** start SUPPLIED TEXT **
[Peace-discuss] Abe Foxman & Isaac Herzog: Cancel Bibi’s Speech to Congress

E. W. Johnson ewj at pigsqq.org
Wed Feb 11 10:16:31 EST 2015


I suggest that the Democrats and Republicans take a bipartisan approach 
to stifling free speech,
after all, they both hate it.

Construct a small "free speech cage" in some remote spot.

A free speech cage is an ideal example of what the mainstream stands for,
a cage providing the perfect ironic symbolism.

I know, I know.  It's been done before.

But it's still effective.


On 02/11/2015 10:56 PM, C. G. Estabrook via Peace-discuss wrote:
> "Dear Mr. Netanyahu, please don’t cancel your speech"
> --Philip Weiss on February 10, 2015
>
>     
> The pressure keeps mounting on Benjamin Netanyahu to arrange 
> a face-saving means of cancelling his speech to both houses of 
> Congress next month lest he create a rift between the U.S. and Israel. 
> Almost every Zionist and Israel-supporter seems to agree about this, 
> from Nancy Pelosi to Abraham Foxman to J Street to Michael Oren (It 
> could hurt our efforts to act against Iran) to Shmuel Rosner (For 
> Israel’s sake) to Tom Friedman (“Israel and its defenders are already 
> under siege on college campuses across America”).
>
> It feels inevitable that in a day or so, the Israeli government 
> is going to announce some lame excuse or other — Sara Netanyahu’s 
> bottle bill, a border incident, a new settlement project, a collapse 
> of a party list in the election campaign, or a crisis over Netanyahu’s 
> son’s dating habits — that will allow the prime minister to change 
> the speaking gig.
** end SUPPLIED TEXT **
** start DATA BLOCK **
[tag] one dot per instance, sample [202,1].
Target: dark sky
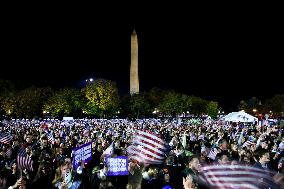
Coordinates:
[223,57]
** end DATA BLOCK **
**TASK DIRECTIONS**
Retype everything from "[Peace-discuss] Abe Foxman" down to "some remote spot." in the mailing-list post above, character for character.

**SOLUTION FOR THIS EXERCISE**
[Peace-discuss] Abe Foxman & Isaac Herzog: Cancel Bibi’s Speech to Congress

E. W. Johnson ewj at pigsqq.org
Wed Feb 11 10:16:31 EST 2015


I suggest that the Democrats and Republicans take a bipartisan approach 
to stifling free speech,
after all, they both hate it.

Construct a small "free speech cage" in some remote spot.